Point localization data:
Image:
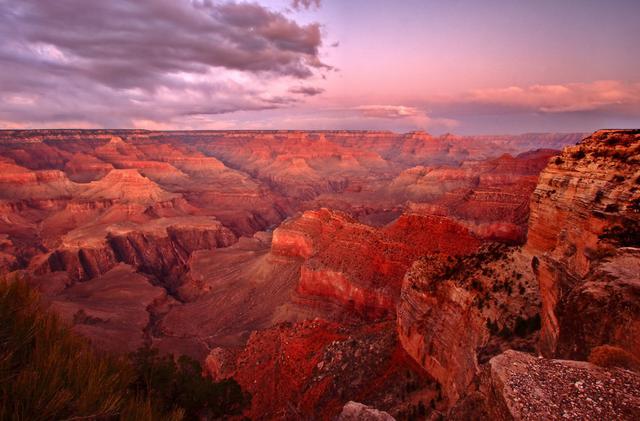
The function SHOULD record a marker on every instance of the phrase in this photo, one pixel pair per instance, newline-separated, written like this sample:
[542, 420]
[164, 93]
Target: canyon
[336, 273]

- **Task brief**: Reproduce the entries above exactly. Do not include the images.

- **Answer to this problem**:
Image:
The function SHOULD record a marker on every instance of the phrase in this photo, one pixel pair per instance, newline-separated, written like this sample:
[542, 420]
[164, 93]
Target: canyon
[336, 273]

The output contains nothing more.